- [What to do]: Add 102 to every coordinate in the answer outlines, and write out again every line, requests included, starting at the beginning of the records and ending at the line that contains "M 106 10 L 106". Leave all other lines unchanged.

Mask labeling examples
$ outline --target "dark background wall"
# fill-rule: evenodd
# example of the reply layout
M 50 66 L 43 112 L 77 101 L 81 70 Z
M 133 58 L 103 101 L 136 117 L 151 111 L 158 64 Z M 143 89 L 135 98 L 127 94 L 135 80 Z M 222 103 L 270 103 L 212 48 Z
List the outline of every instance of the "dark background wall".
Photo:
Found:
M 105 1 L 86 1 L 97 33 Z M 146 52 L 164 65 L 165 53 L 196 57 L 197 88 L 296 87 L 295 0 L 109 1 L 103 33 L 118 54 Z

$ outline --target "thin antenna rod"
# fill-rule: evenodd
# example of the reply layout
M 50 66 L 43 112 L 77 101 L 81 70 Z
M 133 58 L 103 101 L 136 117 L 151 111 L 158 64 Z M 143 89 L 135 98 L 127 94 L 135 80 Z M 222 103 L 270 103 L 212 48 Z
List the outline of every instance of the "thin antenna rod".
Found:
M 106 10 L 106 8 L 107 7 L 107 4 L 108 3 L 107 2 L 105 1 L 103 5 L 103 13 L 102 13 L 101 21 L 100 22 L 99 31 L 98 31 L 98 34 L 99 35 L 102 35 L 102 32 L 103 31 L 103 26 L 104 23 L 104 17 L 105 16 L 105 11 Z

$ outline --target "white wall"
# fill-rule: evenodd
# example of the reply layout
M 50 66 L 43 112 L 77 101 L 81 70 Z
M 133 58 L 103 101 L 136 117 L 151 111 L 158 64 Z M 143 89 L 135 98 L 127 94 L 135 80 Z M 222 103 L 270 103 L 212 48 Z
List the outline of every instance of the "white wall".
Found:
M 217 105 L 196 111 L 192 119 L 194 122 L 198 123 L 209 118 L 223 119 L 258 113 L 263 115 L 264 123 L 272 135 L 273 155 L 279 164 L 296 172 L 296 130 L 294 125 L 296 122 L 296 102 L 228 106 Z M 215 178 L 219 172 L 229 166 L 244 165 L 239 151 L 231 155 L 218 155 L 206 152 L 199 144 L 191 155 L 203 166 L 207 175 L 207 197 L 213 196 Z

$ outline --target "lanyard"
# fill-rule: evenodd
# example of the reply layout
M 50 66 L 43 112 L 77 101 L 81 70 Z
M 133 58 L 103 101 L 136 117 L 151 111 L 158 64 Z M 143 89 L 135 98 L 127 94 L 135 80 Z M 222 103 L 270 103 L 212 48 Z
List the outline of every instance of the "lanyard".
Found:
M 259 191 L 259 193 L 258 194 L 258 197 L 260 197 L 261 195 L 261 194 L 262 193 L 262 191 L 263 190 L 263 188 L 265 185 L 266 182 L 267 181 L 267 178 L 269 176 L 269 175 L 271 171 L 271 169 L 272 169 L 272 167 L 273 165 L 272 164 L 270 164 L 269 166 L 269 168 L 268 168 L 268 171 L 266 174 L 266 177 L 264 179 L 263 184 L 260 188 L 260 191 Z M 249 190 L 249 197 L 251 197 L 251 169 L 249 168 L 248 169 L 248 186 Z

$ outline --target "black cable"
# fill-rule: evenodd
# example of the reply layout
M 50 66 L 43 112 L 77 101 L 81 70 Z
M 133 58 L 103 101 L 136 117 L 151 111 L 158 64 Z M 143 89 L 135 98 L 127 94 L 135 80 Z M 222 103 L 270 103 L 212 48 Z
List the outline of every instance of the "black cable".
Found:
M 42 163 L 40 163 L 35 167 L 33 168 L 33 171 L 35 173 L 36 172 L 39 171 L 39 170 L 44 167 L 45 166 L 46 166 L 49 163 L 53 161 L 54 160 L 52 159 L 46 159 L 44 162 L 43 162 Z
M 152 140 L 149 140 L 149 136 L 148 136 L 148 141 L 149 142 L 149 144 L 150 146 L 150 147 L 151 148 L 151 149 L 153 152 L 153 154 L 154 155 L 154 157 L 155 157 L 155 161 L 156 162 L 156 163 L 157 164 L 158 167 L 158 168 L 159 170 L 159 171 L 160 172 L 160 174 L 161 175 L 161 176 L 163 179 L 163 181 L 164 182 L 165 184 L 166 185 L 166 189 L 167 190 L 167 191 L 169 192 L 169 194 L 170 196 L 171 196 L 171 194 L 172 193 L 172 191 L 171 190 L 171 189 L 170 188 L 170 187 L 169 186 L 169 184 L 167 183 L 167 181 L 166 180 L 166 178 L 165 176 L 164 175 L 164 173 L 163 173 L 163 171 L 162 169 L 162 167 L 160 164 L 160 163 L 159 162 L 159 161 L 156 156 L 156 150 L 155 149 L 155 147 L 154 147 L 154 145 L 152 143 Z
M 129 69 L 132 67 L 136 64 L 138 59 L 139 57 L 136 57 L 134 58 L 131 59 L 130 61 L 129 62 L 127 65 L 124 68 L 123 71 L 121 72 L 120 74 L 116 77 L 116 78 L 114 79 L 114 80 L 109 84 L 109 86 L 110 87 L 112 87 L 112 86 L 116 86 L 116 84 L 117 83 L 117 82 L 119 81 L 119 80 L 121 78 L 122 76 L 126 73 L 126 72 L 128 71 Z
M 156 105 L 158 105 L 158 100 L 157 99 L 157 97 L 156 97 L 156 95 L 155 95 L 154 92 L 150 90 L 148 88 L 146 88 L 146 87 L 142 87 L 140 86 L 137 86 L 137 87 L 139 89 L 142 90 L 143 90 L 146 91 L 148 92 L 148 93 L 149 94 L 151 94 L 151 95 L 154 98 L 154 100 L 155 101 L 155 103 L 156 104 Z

- [Result of the task]:
$ outline --target "dark background wall"
# fill-rule: evenodd
# example of the reply layout
M 50 66 L 43 112 L 77 101 L 81 70 Z
M 133 58 L 103 101 L 136 117 L 151 111 L 158 64 Z M 143 89 L 135 98 L 127 94 L 135 80 Z M 222 103 L 270 103 L 212 48 Z
List the outline of every instance of the "dark background wall".
Photo:
Found:
M 207 103 L 188 103 L 199 135 Z M 248 154 L 266 167 L 267 155 L 298 159 L 299 190 L 398 189 L 397 102 L 211 103 L 205 135 L 220 156 Z

$ outline --target "thin antenna rod"
# fill-rule: evenodd
# example of the reply layout
M 50 66 L 43 112 L 77 101 L 81 70 Z
M 133 58 L 103 101 L 136 117 L 151 111 L 158 64 Z M 143 89 L 135 98 L 127 94 L 135 80 Z M 222 103 L 270 103 L 212 48 Z
List the outline of every instance of the "thin antenna rod".
Found:
M 208 112 L 208 110 L 209 109 L 209 106 L 210 105 L 209 104 L 207 103 L 205 107 L 205 115 L 204 115 L 203 123 L 202 124 L 201 133 L 200 133 L 200 136 L 201 137 L 204 137 L 204 134 L 205 133 L 205 128 L 206 125 L 206 119 L 207 118 L 207 113 Z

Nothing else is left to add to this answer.